BEGIN INPUT DATA

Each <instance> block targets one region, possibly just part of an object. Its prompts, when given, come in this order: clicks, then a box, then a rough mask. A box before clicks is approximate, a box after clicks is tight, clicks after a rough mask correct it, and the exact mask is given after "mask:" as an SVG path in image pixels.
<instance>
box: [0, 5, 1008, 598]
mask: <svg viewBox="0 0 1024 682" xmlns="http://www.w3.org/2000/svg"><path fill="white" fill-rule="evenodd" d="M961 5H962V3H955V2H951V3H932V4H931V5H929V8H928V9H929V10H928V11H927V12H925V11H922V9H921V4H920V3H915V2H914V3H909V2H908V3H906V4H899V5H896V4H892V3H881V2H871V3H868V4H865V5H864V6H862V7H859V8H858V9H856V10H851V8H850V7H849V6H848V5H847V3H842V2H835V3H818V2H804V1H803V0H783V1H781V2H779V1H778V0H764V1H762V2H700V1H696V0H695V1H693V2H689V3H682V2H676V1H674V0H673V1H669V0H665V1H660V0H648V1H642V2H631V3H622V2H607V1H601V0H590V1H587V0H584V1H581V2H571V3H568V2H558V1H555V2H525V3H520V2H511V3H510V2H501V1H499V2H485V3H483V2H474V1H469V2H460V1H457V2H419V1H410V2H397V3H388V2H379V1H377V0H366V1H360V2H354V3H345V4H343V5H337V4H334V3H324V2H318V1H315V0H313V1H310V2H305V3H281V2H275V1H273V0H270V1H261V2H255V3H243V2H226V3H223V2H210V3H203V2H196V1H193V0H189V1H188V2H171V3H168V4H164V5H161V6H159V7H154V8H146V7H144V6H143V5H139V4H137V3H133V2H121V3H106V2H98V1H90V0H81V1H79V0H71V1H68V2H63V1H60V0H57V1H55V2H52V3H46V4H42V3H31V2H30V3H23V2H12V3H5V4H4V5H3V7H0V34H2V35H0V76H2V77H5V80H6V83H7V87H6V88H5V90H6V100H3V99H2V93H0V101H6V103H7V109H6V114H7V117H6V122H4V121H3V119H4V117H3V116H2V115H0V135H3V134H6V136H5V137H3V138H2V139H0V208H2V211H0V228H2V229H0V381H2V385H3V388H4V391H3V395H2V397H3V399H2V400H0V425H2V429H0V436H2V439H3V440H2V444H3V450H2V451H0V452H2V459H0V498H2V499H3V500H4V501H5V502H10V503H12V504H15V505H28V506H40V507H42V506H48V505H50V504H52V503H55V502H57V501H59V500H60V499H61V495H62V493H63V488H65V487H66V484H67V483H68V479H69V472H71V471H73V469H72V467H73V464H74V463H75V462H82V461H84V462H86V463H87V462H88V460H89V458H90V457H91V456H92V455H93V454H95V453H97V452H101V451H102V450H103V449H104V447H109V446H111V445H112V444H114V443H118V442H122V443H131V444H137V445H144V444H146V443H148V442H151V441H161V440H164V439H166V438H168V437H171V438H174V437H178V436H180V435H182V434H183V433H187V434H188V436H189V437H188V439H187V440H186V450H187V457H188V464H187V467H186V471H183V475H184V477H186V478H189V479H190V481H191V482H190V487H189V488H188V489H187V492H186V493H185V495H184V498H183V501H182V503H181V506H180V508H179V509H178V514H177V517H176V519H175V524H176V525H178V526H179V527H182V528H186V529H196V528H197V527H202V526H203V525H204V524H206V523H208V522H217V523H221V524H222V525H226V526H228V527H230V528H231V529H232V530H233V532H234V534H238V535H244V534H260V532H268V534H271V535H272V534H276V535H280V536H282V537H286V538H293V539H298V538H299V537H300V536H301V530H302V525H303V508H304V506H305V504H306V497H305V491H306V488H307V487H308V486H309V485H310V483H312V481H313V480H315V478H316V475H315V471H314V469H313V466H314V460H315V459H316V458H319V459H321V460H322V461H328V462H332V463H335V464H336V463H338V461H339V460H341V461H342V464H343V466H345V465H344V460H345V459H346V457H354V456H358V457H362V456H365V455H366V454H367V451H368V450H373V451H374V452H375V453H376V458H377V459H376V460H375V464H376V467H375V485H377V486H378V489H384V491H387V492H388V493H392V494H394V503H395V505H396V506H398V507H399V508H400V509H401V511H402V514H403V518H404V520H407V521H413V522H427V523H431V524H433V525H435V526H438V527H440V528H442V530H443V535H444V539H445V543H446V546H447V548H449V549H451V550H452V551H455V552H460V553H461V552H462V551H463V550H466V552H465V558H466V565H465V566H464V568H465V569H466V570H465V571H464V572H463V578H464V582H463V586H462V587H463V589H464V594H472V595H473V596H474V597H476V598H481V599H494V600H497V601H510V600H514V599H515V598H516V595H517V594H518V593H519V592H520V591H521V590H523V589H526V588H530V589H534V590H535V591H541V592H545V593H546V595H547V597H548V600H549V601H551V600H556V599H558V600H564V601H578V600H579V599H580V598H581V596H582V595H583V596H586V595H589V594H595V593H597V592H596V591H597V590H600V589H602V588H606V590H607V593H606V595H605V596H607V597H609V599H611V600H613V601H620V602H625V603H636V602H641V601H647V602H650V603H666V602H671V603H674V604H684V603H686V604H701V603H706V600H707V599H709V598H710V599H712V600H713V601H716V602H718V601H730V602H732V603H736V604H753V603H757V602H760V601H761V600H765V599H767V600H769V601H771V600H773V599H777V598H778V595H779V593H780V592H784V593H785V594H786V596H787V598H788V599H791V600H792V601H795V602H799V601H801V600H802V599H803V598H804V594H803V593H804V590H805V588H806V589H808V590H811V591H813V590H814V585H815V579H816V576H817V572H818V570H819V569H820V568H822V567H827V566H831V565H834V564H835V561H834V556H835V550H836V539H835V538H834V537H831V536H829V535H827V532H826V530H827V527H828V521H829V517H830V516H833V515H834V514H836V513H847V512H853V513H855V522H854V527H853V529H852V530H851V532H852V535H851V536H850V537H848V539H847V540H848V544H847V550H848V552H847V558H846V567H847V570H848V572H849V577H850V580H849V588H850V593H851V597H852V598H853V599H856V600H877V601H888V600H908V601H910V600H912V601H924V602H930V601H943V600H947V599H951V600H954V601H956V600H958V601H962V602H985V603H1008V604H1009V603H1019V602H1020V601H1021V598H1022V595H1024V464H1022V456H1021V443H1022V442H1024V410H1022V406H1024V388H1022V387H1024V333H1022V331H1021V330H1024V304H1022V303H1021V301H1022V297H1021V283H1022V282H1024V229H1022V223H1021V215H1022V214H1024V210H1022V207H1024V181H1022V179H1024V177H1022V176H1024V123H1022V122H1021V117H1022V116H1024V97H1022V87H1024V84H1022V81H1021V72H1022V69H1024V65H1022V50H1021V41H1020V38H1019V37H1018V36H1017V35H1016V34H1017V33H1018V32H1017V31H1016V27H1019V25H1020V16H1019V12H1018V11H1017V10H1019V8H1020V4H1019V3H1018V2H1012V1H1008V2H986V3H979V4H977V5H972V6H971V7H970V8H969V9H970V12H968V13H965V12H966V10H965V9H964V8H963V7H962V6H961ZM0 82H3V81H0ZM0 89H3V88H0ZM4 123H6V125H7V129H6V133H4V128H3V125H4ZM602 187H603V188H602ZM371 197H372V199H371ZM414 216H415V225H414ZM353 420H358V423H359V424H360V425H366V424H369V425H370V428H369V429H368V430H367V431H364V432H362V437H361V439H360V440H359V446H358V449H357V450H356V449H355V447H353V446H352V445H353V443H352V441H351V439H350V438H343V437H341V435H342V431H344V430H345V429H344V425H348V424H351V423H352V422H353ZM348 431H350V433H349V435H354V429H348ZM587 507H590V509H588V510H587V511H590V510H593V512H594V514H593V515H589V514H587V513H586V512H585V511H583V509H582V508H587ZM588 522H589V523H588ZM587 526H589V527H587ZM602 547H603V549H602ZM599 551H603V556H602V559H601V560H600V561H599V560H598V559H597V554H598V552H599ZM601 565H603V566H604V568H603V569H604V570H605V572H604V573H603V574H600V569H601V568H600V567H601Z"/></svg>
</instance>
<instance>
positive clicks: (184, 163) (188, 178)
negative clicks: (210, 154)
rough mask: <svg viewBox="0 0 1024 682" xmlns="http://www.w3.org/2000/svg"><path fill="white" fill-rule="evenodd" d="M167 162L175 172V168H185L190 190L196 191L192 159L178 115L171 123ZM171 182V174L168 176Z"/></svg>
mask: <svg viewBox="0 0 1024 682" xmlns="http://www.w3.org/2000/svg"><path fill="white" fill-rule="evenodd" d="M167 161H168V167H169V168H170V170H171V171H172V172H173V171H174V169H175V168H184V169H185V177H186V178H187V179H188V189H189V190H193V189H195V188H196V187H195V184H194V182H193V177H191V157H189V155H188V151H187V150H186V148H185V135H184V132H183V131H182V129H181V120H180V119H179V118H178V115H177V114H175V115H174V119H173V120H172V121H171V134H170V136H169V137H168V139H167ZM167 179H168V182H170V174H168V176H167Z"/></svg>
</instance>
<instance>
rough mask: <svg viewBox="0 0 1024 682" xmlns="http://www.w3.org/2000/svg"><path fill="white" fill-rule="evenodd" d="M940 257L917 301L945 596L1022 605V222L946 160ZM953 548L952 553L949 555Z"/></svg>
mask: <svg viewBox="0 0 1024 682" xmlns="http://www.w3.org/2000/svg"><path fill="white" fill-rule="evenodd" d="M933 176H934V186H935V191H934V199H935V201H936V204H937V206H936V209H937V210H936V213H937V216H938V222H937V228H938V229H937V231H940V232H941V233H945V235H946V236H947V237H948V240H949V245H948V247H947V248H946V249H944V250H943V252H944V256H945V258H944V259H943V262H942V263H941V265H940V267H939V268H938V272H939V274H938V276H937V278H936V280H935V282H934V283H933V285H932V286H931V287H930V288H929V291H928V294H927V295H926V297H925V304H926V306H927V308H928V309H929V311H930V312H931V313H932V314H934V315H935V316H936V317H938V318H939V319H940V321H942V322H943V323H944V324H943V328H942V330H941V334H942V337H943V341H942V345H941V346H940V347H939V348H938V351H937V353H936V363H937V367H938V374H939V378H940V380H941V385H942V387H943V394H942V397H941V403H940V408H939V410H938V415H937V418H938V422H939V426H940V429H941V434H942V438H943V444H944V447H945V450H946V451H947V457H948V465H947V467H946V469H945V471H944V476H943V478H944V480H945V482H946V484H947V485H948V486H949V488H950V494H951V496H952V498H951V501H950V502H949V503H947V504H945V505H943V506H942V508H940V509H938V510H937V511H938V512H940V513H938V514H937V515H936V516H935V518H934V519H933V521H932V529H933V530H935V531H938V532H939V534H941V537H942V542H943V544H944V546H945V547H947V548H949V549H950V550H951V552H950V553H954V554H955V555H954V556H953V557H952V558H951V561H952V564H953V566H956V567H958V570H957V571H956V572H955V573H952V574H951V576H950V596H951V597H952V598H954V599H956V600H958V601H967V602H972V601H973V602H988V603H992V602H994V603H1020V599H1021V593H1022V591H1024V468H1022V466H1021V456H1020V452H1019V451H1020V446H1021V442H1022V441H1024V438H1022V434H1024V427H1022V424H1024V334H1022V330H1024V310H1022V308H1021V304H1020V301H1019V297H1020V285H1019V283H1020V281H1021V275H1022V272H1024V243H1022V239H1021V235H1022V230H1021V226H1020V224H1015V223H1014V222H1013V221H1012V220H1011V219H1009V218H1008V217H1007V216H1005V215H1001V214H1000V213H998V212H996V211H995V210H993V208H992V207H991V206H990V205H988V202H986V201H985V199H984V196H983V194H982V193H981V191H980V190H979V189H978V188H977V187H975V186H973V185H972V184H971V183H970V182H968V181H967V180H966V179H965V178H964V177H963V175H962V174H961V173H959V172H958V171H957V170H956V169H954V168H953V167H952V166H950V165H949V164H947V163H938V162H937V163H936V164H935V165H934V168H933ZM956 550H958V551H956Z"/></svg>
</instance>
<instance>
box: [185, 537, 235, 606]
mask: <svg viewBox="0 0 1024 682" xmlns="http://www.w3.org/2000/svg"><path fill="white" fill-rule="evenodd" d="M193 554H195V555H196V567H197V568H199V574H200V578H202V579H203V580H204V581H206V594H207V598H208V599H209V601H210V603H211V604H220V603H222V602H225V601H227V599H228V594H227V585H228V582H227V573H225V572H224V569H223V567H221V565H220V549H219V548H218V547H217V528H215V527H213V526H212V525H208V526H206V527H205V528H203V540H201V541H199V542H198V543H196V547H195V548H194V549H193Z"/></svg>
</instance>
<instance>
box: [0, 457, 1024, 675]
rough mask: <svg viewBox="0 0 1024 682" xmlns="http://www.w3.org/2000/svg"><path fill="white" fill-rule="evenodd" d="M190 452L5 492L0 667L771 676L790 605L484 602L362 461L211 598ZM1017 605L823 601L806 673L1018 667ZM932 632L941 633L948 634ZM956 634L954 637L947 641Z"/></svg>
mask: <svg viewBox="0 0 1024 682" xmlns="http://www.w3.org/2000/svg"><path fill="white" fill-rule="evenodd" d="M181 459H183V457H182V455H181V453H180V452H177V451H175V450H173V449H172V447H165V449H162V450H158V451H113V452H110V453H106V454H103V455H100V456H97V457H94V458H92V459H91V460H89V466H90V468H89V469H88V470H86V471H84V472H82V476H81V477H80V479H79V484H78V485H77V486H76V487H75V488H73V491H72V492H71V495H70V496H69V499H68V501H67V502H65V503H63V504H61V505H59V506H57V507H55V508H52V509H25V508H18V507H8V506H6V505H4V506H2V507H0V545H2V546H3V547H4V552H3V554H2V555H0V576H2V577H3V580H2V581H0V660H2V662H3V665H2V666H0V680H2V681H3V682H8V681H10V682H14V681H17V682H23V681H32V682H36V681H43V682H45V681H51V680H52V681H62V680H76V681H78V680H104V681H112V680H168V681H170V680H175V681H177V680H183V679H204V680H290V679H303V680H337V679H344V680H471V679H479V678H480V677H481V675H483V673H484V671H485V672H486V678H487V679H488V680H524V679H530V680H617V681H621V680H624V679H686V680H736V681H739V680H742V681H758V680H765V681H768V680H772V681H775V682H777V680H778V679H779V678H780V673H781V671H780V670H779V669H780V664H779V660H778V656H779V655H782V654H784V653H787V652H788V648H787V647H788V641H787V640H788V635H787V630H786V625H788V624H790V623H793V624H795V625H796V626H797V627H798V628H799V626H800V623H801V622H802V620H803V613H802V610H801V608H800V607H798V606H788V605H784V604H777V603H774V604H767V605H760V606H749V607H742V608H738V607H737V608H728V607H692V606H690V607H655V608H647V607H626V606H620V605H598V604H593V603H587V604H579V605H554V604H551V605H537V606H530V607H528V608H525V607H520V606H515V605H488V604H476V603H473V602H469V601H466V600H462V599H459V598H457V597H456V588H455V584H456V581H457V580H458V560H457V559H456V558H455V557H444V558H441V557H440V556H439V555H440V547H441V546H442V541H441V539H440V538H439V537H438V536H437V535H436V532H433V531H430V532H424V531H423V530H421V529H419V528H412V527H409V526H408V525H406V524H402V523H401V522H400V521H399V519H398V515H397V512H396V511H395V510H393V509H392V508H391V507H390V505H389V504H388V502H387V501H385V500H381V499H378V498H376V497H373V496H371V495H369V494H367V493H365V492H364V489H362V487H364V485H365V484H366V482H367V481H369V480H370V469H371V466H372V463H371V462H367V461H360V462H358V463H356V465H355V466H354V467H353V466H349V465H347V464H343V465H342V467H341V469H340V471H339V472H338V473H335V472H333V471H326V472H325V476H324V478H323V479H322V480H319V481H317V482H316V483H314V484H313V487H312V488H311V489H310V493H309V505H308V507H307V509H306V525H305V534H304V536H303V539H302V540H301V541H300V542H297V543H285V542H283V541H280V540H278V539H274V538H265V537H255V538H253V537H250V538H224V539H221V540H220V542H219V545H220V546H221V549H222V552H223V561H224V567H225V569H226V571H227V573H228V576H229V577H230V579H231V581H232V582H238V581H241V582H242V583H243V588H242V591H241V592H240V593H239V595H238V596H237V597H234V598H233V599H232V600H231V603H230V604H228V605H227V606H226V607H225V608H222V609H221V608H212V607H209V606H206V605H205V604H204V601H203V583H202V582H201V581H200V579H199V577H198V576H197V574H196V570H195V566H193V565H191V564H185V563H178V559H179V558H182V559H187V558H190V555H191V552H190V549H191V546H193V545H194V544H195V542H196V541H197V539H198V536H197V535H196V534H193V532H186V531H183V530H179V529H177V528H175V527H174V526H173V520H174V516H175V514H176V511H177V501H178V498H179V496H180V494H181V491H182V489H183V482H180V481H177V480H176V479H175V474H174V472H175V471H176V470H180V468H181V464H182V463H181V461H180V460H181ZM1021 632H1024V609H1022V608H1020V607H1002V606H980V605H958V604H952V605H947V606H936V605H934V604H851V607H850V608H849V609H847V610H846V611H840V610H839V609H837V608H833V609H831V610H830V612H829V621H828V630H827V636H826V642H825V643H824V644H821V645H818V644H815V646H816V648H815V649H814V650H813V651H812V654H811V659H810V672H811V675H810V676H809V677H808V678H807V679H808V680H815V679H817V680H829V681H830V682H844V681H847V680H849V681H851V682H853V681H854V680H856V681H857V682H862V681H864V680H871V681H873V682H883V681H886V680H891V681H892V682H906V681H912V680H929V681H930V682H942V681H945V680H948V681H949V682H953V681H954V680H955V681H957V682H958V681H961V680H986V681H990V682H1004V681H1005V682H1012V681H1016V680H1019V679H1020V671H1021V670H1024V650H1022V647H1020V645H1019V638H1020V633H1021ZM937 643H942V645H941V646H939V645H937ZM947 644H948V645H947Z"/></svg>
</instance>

END INPUT DATA

WHAT THE TASK REQUIRES: Write out every line from the entries where "clicks" appears.

ANSWER AREA:
Each <instance> block targets one region, possibly just part of an object. Its prompts, when given, come in this order: clicks, then a box, then a rough mask. A box before clicks is approximate, a box after clicks is tight, clicks after a rough mask correct it, and the exact mask is given after "mask:" as an SVG path in image pixels.
positive clicks: (184, 163) (188, 178)
negative clicks: (210, 154)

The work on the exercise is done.